아래 항목에서 "sliding"라는 문자열이 들어 있는 줄을 모두 찾아 한 줄도 빠짐없이 그대로 적어 보고하세요. 대소문자를 구분해야 합니다.

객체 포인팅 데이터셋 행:
= = = = = = =
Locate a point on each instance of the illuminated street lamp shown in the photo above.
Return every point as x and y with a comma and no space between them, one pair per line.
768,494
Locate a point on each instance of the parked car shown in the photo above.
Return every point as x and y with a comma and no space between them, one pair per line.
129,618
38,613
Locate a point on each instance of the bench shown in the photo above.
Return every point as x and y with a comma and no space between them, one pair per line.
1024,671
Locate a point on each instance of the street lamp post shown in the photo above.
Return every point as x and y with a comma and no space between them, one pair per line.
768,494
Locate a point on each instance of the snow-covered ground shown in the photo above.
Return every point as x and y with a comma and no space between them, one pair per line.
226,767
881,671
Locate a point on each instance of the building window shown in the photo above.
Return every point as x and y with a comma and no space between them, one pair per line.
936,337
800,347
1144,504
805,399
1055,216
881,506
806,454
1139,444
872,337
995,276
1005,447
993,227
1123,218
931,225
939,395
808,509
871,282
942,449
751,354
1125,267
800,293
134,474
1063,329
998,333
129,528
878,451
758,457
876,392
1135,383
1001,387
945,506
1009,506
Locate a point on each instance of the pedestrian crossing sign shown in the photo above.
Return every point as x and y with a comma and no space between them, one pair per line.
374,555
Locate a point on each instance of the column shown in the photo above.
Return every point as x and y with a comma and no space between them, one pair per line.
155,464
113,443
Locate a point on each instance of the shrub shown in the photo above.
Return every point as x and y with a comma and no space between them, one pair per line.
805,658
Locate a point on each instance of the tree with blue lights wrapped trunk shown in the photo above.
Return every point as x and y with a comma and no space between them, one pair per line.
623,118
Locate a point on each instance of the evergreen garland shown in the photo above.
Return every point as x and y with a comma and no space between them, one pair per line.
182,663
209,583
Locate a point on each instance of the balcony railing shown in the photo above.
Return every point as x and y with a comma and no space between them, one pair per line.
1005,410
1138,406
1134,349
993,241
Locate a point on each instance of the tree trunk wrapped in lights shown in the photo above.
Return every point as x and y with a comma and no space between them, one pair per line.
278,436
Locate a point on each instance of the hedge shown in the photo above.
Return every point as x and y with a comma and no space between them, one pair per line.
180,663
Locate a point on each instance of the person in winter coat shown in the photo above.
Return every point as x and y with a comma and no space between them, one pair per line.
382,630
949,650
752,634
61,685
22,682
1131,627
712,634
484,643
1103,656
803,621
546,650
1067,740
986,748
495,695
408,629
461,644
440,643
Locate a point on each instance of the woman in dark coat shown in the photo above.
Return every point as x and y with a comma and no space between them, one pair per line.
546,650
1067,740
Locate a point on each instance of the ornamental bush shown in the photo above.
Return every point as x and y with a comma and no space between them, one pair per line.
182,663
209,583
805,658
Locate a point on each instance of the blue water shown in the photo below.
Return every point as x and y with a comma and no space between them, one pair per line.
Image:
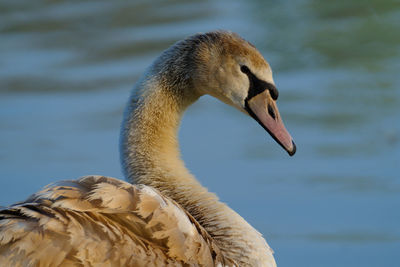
67,67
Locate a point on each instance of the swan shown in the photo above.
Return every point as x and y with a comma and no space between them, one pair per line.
164,216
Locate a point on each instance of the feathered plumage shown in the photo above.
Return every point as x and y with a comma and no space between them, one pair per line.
165,217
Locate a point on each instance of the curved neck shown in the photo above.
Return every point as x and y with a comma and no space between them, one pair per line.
150,155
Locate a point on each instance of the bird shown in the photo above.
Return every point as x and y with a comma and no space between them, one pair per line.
160,216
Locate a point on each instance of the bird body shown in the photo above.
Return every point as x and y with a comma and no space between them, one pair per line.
164,217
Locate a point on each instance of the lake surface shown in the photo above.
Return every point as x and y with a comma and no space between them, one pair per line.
67,67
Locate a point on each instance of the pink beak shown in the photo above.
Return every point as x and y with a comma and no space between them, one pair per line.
266,113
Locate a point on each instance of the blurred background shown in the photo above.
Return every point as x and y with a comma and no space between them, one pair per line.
67,68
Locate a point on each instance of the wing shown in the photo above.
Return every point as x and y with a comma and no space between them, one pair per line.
103,221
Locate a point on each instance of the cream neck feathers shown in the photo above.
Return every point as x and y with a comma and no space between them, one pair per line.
150,152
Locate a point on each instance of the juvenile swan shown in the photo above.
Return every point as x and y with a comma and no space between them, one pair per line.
165,217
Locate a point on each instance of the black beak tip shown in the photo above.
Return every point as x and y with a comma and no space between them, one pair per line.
293,151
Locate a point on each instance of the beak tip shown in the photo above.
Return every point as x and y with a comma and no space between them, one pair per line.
293,150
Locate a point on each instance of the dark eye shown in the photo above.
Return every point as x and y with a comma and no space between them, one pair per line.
245,69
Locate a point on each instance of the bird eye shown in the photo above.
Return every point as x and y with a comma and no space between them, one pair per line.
245,69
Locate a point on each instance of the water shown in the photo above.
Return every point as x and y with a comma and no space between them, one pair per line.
67,67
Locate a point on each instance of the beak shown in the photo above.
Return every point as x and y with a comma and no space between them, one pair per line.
265,111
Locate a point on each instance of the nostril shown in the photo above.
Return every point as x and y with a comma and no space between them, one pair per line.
271,112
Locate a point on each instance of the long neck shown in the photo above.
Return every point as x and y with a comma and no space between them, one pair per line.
150,156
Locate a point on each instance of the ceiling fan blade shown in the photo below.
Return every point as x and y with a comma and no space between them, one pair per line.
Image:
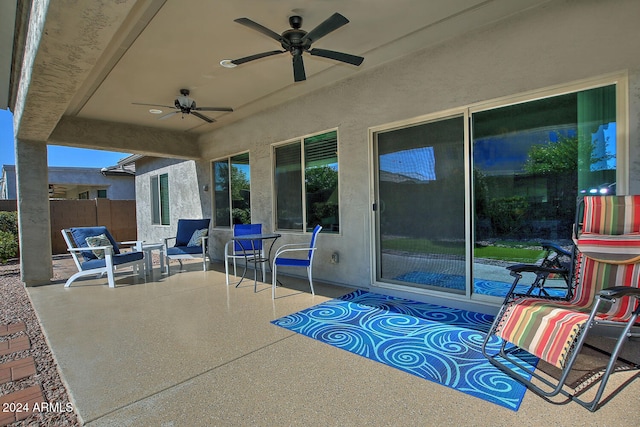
338,56
213,109
202,116
298,68
154,105
259,28
330,24
256,56
166,116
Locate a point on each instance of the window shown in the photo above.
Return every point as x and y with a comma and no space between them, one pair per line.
306,183
232,190
160,199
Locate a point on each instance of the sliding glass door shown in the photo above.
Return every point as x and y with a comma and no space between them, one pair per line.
420,205
531,163
460,198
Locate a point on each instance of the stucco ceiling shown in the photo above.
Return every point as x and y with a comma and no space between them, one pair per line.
162,46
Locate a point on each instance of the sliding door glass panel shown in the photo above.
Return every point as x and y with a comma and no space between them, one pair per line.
531,162
288,184
321,181
420,208
240,189
221,193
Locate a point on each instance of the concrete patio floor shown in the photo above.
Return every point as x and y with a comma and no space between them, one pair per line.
187,350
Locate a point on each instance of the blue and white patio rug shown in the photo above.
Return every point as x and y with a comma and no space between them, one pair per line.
433,342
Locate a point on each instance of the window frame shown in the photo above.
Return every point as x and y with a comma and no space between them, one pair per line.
305,228
160,207
212,185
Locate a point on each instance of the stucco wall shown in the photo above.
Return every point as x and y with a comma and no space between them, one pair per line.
558,43
187,197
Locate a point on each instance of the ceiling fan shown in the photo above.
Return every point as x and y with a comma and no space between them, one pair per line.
185,105
296,41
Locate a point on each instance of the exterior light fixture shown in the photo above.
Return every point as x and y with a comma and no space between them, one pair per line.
228,63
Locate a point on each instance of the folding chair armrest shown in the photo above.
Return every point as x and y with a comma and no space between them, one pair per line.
203,243
556,248
619,292
532,268
137,244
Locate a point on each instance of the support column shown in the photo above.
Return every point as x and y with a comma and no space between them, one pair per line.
34,222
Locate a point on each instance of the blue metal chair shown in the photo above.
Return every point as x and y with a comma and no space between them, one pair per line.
246,250
305,262
191,242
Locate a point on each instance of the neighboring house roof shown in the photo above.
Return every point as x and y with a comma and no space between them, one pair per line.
67,182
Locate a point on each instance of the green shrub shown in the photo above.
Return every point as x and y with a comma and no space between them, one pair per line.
507,214
8,246
9,222
8,235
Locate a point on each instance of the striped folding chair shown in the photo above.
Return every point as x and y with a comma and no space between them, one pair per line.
606,300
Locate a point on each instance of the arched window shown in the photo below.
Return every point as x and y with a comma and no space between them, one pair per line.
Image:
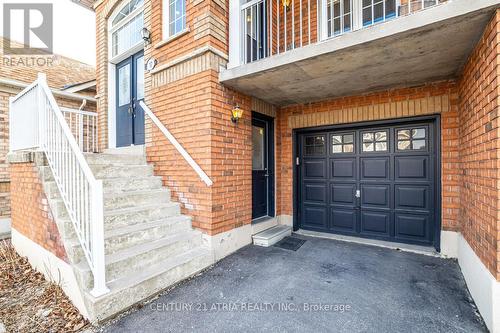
= = = = = = =
과제 답안:
Locate a point on each instance of the sliding glass door shown in the photo above.
Locate a point on each instance of the sliding door glass panel shown in the photo above.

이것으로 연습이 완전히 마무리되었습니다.